━━━ DOCUMENT SEGMENT ━━━

For example, a storage system may include first and second storage
arrays, with data being migrated from the first storage array to
the second storage array prior to removing the first storage array
from the storage system.
As another example, a storage system may include a production
storage array and a recovery storage array, with data being
replicated from the production storage array to the recovery
storage array so as to be available for data recovery in the event
of a failure involving the production storage array.
In these and other situations, path discovery scans may be repeated
as needed in order to discover the addition of new paths or the
deletion of existing paths.
A given path discovery scan can be performed utilizing known
functionality of conventional MPIO drivers, such as PowerPath.RTM.
drivers.
The path discovery scan in some embodiments may be further
configured to identify one or more new LUNs or other logical
storage volumes associated with the one or more new paths
identified in the path discovery scan. The path discovery scan may
comprise, for example, one or more bus scans which are configured
to discover the appearance of any new LUNs that have been added to
the storage array 105 as well to discover the disappearance of any
existing LUNs that have been deleted from the storage array
105.

━━━ RECORD LIST ━━━

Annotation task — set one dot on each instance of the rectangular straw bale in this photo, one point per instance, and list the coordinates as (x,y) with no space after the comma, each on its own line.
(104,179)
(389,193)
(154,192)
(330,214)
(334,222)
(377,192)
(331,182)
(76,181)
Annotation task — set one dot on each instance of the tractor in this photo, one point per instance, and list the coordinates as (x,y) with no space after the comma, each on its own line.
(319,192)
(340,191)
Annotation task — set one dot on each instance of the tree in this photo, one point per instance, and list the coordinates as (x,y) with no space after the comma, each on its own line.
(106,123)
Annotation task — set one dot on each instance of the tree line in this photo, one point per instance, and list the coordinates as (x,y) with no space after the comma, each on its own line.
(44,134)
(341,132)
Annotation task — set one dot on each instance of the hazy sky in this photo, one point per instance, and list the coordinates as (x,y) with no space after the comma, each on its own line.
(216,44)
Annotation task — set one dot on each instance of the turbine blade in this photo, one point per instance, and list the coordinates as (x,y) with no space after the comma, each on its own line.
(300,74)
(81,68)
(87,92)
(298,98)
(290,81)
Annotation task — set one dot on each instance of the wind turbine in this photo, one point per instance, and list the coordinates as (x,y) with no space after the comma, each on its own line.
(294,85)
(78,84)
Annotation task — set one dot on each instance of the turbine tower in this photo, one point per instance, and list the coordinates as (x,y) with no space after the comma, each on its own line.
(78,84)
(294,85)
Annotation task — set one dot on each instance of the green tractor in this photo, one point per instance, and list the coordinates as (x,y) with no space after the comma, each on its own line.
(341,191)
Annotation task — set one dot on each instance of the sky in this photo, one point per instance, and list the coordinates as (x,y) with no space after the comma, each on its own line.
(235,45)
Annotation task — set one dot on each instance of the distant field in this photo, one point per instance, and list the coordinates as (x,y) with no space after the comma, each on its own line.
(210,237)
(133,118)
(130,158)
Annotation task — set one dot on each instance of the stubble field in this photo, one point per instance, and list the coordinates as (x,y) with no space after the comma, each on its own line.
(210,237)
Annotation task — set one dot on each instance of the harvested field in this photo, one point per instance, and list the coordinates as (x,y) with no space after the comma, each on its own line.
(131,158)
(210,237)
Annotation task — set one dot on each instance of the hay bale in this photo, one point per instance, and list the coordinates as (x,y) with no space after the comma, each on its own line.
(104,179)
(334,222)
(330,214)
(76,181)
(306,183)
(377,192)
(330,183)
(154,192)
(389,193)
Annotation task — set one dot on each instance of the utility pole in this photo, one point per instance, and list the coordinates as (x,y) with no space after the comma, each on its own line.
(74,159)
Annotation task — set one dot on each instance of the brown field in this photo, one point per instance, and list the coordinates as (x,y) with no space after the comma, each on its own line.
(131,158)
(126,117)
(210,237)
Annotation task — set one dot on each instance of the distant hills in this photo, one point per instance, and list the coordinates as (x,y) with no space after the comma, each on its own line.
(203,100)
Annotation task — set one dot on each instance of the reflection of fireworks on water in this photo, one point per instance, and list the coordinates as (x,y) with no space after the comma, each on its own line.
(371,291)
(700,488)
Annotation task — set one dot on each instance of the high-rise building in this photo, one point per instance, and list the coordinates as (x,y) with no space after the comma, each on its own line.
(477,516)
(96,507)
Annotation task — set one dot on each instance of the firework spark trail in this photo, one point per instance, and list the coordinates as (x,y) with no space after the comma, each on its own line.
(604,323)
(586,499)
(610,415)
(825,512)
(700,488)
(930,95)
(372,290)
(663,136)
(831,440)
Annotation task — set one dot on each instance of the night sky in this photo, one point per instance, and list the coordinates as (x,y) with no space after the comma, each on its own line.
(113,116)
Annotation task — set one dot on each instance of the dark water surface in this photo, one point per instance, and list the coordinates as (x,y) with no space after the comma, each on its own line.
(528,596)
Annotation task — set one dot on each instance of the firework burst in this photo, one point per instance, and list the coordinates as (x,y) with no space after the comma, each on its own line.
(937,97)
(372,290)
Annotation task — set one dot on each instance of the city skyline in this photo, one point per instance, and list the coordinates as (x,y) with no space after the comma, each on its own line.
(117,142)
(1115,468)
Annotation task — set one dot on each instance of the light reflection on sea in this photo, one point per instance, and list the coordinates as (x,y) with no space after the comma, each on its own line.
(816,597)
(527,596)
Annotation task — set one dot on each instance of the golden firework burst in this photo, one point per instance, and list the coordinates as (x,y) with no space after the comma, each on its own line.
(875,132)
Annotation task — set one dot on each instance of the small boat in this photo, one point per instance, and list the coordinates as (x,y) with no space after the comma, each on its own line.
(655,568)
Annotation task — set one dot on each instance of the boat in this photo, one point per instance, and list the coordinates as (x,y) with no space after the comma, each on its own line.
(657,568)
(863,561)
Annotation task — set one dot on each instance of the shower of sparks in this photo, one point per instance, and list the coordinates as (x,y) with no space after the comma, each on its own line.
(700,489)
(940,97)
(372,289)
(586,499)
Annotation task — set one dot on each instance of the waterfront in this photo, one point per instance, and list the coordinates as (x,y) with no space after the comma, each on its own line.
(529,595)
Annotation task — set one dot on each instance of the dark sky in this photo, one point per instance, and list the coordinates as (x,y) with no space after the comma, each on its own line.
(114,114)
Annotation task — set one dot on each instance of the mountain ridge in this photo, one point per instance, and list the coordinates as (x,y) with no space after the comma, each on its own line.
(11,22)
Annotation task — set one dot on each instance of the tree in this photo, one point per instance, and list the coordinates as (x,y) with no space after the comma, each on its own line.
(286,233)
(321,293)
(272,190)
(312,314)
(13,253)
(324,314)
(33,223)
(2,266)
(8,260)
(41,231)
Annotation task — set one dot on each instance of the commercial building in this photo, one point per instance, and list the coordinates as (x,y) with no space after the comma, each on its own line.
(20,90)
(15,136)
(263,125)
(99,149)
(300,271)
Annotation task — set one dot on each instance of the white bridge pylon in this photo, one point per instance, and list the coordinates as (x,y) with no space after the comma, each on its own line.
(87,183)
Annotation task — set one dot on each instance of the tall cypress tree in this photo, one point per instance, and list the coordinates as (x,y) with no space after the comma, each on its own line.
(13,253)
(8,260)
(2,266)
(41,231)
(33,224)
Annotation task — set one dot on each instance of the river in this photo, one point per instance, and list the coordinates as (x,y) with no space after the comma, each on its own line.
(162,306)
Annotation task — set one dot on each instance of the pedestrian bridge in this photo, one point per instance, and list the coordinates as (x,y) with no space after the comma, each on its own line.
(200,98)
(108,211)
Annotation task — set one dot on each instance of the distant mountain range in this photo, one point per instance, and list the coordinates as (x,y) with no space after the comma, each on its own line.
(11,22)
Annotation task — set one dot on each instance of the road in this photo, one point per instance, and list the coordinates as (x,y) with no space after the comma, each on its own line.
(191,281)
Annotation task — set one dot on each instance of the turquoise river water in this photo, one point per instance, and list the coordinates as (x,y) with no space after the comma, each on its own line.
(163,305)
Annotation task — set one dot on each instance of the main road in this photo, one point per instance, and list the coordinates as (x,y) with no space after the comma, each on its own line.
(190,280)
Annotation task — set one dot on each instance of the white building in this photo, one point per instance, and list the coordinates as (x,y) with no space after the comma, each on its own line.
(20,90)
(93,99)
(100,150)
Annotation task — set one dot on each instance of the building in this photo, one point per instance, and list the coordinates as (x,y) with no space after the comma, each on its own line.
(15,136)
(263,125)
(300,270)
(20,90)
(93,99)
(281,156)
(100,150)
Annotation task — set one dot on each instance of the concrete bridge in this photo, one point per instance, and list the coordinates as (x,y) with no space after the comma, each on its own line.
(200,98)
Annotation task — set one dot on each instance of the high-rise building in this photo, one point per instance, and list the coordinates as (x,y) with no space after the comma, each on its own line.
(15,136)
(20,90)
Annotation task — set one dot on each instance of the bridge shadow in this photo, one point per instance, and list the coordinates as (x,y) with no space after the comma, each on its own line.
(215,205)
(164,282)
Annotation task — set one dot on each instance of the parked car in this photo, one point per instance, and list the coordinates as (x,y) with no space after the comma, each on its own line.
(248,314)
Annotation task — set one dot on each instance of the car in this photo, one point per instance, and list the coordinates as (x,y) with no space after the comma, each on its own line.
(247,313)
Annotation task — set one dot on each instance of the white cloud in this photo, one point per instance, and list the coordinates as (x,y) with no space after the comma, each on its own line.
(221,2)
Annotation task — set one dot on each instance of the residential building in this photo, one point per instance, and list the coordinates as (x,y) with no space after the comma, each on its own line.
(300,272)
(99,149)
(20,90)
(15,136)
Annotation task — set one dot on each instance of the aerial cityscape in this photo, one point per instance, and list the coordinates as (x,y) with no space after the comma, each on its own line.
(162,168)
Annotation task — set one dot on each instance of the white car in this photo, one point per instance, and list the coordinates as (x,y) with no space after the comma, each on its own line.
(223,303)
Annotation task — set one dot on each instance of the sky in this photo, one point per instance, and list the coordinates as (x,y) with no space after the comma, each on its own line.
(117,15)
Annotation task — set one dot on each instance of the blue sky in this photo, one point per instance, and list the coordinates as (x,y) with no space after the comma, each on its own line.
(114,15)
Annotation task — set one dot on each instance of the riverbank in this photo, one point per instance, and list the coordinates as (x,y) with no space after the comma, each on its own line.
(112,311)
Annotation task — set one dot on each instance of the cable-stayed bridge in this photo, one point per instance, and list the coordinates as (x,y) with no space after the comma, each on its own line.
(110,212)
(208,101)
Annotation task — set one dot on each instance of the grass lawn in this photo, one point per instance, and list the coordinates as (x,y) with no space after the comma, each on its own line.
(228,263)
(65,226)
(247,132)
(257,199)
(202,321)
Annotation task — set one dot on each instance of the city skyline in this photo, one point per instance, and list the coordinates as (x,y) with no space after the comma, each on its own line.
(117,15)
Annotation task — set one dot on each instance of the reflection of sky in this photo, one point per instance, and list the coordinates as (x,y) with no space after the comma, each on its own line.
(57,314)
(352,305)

━━━

According to the storage-array text, why is data replicated from the production storage array to the recovery storage array?

So that it is available for data recovery if a failure involves the production storage array.